Quote the records from the line with "with open mouth" up to and including the line with "x=178 y=135", reproducing each line exactly. Leave the pictures out of your answer.

--- START ---

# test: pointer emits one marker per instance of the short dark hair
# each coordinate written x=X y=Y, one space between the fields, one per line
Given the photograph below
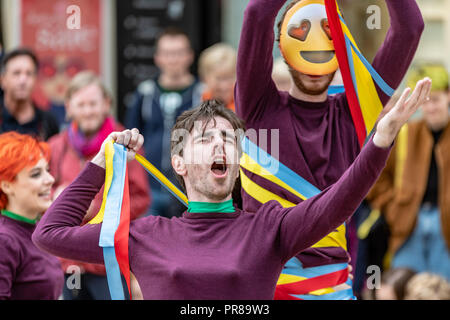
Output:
x=205 y=112
x=280 y=23
x=17 y=53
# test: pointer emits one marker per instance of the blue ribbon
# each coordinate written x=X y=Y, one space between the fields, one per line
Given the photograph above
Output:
x=111 y=222
x=279 y=170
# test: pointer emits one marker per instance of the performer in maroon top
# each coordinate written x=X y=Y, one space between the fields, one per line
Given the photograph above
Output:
x=318 y=138
x=215 y=251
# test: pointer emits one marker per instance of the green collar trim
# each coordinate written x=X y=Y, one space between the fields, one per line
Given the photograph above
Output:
x=206 y=207
x=18 y=218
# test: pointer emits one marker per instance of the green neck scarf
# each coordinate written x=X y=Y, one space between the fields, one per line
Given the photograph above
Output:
x=17 y=217
x=205 y=207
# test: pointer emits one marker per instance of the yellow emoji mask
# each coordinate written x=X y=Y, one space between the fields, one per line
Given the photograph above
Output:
x=305 y=39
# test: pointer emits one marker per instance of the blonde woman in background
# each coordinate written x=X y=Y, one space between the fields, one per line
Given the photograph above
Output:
x=217 y=70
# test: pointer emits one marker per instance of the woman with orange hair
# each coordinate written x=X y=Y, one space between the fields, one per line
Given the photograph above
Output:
x=25 y=184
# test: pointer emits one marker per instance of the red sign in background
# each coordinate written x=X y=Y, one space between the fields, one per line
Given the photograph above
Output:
x=63 y=49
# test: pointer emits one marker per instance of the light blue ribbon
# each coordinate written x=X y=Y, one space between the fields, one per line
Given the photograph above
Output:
x=279 y=170
x=111 y=222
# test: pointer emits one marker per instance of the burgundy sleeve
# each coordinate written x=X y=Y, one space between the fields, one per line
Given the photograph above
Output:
x=402 y=39
x=59 y=231
x=255 y=59
x=9 y=260
x=311 y=220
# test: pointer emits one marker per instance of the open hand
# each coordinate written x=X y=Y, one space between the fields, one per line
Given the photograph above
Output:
x=389 y=126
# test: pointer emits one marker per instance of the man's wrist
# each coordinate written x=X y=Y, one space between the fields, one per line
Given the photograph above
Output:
x=381 y=141
x=99 y=160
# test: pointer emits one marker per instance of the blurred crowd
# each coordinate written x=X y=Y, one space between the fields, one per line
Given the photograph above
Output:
x=403 y=227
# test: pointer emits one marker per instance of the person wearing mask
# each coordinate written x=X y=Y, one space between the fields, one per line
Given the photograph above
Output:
x=216 y=251
x=26 y=272
x=319 y=137
x=88 y=106
x=18 y=74
x=158 y=102
x=413 y=191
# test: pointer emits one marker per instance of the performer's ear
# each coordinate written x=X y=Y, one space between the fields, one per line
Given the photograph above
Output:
x=179 y=165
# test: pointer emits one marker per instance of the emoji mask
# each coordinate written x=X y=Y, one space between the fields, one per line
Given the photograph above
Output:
x=305 y=39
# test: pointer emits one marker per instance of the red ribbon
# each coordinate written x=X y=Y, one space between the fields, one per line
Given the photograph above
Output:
x=122 y=234
x=341 y=55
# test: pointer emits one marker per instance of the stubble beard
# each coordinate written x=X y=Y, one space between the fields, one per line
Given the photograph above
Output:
x=308 y=90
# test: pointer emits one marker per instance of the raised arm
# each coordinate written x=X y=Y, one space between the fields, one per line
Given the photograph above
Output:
x=59 y=230
x=402 y=39
x=311 y=220
x=255 y=57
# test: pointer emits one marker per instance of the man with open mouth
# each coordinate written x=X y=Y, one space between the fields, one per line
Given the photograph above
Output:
x=216 y=251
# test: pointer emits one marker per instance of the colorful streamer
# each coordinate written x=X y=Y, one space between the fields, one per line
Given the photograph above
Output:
x=358 y=75
x=114 y=215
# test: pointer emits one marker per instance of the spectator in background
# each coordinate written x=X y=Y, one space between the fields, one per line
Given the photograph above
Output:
x=217 y=70
x=88 y=105
x=281 y=75
x=26 y=273
x=18 y=73
x=413 y=191
x=427 y=286
x=158 y=102
x=1 y=58
x=393 y=284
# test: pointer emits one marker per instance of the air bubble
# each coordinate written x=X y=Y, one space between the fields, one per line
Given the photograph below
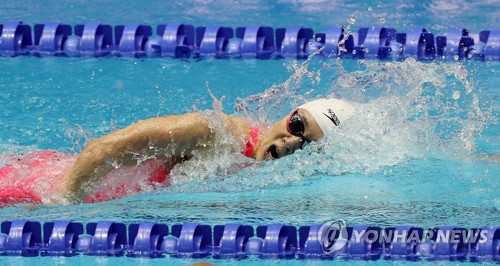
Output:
x=352 y=19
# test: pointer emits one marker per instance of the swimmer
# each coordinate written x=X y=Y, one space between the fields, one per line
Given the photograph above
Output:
x=180 y=136
x=170 y=140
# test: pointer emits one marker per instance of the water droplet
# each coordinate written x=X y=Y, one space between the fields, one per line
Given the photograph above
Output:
x=352 y=19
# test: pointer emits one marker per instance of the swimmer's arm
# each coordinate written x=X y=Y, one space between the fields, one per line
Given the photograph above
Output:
x=178 y=135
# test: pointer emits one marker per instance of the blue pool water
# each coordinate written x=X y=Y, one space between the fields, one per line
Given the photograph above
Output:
x=423 y=148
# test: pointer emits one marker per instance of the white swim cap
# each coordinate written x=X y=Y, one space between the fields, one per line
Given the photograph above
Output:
x=329 y=112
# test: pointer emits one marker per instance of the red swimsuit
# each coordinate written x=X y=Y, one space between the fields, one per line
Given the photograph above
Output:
x=31 y=177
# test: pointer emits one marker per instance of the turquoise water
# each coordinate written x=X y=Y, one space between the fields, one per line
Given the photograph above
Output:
x=422 y=150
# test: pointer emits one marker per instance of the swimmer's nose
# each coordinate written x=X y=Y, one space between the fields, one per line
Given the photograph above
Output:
x=292 y=143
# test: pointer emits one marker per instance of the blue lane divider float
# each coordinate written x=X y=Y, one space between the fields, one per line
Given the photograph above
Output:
x=258 y=41
x=155 y=240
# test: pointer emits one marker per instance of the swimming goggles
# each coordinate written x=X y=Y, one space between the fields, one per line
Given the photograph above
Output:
x=295 y=126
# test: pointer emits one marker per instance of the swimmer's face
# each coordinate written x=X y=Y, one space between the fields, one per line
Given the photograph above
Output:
x=286 y=136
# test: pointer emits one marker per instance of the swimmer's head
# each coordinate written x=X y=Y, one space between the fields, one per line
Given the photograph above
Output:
x=308 y=122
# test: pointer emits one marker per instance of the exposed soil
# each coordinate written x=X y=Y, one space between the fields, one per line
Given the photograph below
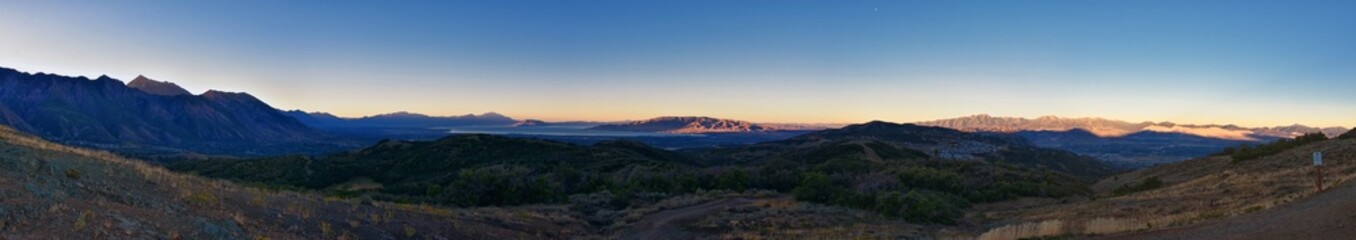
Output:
x=1330 y=214
x=669 y=224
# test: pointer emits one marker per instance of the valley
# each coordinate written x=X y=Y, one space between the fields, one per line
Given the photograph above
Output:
x=700 y=120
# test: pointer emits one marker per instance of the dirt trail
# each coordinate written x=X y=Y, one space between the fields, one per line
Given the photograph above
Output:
x=667 y=224
x=1330 y=214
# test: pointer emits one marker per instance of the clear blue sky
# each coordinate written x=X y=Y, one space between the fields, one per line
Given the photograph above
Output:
x=1248 y=63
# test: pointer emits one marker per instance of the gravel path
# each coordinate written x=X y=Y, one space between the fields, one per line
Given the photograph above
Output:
x=1330 y=214
x=667 y=224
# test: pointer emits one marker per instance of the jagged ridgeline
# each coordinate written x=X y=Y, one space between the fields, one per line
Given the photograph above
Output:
x=915 y=172
x=54 y=191
x=151 y=117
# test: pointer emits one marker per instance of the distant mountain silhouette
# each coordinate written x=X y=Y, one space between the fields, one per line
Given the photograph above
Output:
x=1128 y=144
x=164 y=88
x=686 y=125
x=151 y=115
x=937 y=143
x=1111 y=128
x=399 y=120
x=532 y=122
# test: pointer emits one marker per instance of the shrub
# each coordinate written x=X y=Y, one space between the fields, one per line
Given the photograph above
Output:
x=1142 y=186
x=72 y=172
x=1246 y=152
x=202 y=198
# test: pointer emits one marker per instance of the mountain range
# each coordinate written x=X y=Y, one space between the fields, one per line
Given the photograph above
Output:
x=397 y=120
x=696 y=125
x=1111 y=128
x=1124 y=144
x=148 y=115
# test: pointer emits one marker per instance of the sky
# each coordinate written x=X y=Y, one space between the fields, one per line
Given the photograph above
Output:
x=1245 y=63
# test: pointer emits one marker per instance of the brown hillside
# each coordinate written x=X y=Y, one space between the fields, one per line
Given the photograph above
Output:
x=54 y=191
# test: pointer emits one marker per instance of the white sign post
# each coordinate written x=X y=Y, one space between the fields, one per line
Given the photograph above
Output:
x=1318 y=170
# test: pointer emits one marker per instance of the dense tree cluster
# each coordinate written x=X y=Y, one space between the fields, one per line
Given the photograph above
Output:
x=499 y=171
x=1249 y=152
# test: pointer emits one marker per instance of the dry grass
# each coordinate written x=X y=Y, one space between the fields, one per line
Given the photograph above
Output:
x=1195 y=191
x=132 y=200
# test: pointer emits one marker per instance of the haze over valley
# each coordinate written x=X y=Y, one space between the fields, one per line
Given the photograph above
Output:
x=677 y=120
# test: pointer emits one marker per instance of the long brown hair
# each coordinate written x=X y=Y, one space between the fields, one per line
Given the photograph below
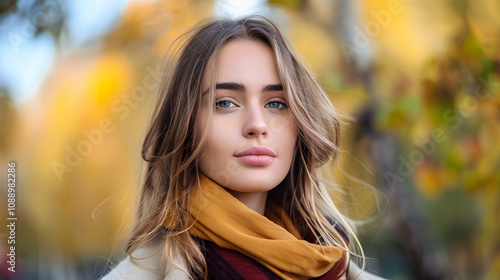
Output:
x=172 y=145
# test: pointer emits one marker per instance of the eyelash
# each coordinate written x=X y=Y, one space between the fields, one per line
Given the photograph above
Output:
x=226 y=99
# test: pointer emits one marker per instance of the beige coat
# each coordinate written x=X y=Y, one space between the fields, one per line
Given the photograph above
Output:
x=151 y=252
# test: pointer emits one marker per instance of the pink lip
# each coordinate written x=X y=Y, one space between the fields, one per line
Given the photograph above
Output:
x=256 y=155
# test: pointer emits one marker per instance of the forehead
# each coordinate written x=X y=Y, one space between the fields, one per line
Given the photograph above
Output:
x=244 y=61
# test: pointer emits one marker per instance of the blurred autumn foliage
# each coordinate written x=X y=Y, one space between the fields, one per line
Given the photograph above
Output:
x=416 y=81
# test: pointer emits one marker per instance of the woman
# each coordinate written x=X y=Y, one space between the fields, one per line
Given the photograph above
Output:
x=233 y=188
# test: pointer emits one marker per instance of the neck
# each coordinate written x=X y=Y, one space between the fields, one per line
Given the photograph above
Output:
x=253 y=200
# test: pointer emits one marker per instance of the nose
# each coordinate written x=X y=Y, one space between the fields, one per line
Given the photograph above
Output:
x=255 y=124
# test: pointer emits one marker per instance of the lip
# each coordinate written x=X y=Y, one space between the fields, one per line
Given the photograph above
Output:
x=256 y=155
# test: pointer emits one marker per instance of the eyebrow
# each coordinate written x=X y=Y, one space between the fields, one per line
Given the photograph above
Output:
x=241 y=87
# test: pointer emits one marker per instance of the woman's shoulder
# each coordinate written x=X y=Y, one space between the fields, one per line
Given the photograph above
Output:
x=148 y=257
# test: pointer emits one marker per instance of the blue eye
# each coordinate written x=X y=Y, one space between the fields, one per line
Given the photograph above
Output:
x=276 y=105
x=224 y=104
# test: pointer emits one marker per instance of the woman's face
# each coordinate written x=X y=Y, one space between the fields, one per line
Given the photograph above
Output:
x=251 y=134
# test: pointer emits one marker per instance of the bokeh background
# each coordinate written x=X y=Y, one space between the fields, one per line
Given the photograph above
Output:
x=417 y=83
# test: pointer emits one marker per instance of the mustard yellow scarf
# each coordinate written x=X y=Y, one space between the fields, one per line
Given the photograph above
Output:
x=272 y=240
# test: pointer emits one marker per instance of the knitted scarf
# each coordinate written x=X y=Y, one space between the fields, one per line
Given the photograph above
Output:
x=271 y=240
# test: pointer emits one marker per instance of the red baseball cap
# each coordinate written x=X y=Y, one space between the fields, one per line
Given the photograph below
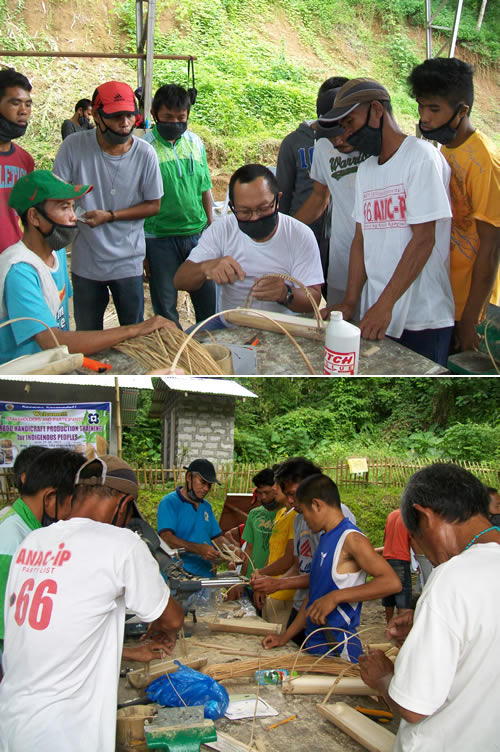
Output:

--- END ---

**FULL ANSWER:**
# test: pointer emits one marker per instance of the man with open mouth
# each coordinate written x=X y=Y, one space between the fields, one per line
Given the photograph above
Output:
x=216 y=251
# test: pointer emits one marker per instance of the colorful streamer
# each coordinate written x=X y=Y, one space between the fields, one per line
Given the photograph above
Output:
x=358 y=75
x=114 y=215
# test: pointer emits one marker per instance of the spectator in background
# each coordinate written x=X y=Y, one space between the fields, one per line
Given the photograph above
Output:
x=217 y=70
x=88 y=105
x=281 y=75
x=26 y=273
x=18 y=73
x=413 y=191
x=427 y=286
x=158 y=102
x=1 y=58
x=393 y=284
# test: pointer emits one marker per instance of the air bubble
# each coordinate written x=X y=Y, one space between the fields, one per line
Given the photograph below
Output:
x=352 y=19
# test: pointer emits one marker per instance of the swimmer
# each coordinate written x=X y=Y, one space between the fields, one per line
Given the photograph above
Output:
x=180 y=136
x=170 y=140
# test: pointer emits one marker per instance of the water droplet
# each coordinate written x=X y=Y, one space between the fields, one per line
Given the photograph above
Output:
x=352 y=19
# test: pointer emits one marker per instance of the swimmer's arm
# each coordinate written x=X y=Y, one space between the fields, one per line
Given the photograph above
Output:
x=178 y=135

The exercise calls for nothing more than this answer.